Texto para análise >>
______

Falta um capítulo inteiro ao segundo relatório sobre o incêndio de Pedrógão Grande encomendado pelo Governo. É o capítulo mais extenso, é inteiramente dedicado aos “acidentes pessoais” que aconteceram em 17 de Junho, e descreve em detalhe as circunstâncias em que ocorreram as mortes e os pormenores do socorro às vítimas. Mas no lugar do sexto capítulo do relatório produzido pelo Centro de Estudos sobre Incêndios Florestais o que aparece é uma página quase toda em branco.

"O conteúdo deste capítulo, por motivos relacionados com a Protecção de Dados Pessoais, será disponibilizado oportunamente, logo que seja tornado anónimo”, justifica-se na página 149 do documento que foi divulgado nesta segunda-feira. O Expresso adiantou entretanto que esta parte do documento foi cortada a pedido da ministra da Administração Interna, com o objectivo de assegurar a protecção dos dados pessoais, mas o relatório vai em breve ser publicado na íntegra, até porque isso mesmo terá sido exigido pelos familiares.

______

Listagem >>

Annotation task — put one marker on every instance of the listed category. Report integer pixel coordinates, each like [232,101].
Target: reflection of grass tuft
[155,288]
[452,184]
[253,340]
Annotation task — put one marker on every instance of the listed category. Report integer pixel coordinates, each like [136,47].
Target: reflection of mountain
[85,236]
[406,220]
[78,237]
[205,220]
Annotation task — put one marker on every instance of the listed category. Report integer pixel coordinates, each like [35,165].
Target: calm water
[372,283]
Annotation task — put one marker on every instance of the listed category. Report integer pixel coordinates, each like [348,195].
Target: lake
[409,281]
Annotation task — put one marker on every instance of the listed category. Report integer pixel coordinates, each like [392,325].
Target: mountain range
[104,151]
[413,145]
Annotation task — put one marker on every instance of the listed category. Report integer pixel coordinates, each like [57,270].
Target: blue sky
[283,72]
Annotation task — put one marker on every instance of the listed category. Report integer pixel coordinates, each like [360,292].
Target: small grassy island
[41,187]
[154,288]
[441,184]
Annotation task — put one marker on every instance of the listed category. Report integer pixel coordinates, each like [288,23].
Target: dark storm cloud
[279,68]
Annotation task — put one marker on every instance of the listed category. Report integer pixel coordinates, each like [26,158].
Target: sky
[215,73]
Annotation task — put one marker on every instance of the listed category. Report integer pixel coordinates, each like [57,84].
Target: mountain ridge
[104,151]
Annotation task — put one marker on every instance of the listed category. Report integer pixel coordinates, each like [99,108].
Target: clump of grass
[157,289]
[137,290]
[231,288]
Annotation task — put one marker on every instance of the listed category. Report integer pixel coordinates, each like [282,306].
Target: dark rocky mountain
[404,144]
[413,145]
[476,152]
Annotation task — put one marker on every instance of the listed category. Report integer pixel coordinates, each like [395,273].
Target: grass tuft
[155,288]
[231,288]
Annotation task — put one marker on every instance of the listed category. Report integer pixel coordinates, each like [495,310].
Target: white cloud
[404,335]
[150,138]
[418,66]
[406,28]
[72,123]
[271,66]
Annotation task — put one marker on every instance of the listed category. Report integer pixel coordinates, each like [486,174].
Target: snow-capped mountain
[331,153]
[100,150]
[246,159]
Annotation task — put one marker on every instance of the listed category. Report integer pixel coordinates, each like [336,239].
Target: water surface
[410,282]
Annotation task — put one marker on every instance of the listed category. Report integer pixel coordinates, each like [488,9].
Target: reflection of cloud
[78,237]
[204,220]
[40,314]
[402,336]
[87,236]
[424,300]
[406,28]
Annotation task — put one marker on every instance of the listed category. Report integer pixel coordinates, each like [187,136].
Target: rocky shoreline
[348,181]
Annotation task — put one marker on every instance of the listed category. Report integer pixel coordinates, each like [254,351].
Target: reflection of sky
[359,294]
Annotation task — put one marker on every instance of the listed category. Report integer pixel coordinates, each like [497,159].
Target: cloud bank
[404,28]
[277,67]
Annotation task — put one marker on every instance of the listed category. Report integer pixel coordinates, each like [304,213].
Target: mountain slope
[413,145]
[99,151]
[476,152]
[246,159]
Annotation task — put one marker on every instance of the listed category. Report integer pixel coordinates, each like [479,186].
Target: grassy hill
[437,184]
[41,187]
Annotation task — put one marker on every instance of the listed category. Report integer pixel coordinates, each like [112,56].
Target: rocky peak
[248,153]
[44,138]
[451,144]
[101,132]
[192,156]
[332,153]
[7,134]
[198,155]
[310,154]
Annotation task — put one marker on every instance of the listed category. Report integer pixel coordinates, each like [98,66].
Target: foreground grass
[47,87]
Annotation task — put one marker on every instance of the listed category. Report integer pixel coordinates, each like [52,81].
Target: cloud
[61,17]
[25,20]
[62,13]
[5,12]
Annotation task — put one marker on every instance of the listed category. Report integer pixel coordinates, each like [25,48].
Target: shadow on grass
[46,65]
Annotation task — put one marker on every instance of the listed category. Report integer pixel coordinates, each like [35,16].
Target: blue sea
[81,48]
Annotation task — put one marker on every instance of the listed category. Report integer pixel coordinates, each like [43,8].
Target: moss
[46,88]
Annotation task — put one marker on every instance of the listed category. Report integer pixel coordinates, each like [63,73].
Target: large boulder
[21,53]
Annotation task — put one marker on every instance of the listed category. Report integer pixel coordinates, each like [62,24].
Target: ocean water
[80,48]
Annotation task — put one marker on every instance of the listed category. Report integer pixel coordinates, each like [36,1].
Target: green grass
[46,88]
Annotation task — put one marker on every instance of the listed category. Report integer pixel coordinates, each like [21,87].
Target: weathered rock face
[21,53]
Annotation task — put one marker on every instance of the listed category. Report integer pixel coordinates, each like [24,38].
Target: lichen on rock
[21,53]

______

O que fazer >>
1. No texto sobre o relatório do incêndio de Pedrógão Grande, por que razão surge uma página quase toda em branco no lugar do sexto capítulo? Responda em uma a três frases.
2. Responda às perguntas sobre o texto acerca do relatório do incêndio de Pedrógão Grande:
(a) Que entidade produziu o relatório?
(b) Em que data aconteceram os "acidentes pessoais" descritos no capítulo em falta?
(c) Em que página do documento aparece a justificação para a ausência do capítulo?
3. Prossiga o texto sobre o relatório do incêndio de Pedrógão Grande a partir do ponto em que termina.
A listagem não é necessária para resolver as tarefas.

Respostas >>
1. Segundo a justificação na página 149, o conteúdo foi retirado por motivos relacionados com a Protecção de Dados Pessoais. Só será disponibilizado depois de se tornar anónimo. O Expresso acrescenta que o corte foi feito a pedido da ministra da Administração Interna, para assegurar a protecção dos dados pessoais.

2.
(a) O Centro de Estudos sobre Incêndios Florestais.
(b) A 17 de Junho.
(c) Na página 149.

3.
Começando pelas mortes, o sexto capítulo do estudo coordenado por Xavier Viegas (do Centro de Estudos sobre Incêndios Florestais da Faculdade de Ciências e Tecnologia da Universidade de Coimbra) analisa igualmente algumas situações "de sobreviventes, de pessoas que estiveram em perigo e, nalguns casos, ficaram feridas” e descreve “alguns casos de prestação de socorro”, lê-se na parte inicial do relatório.  

O PÚBLICO perguntou ao Ministério da Administração Interna quando é que o capítulo em falta será tornado público. "Quando forem expurgados todos os dados pessoais como decorre da lei”, respondeu o gabinete da ministra Constança Urbano de Sousa. Qual é a data prevista para a divulgação? "Não é possível avançar data, até porque, como é publico, há para já outras prioridades", foi a resposta.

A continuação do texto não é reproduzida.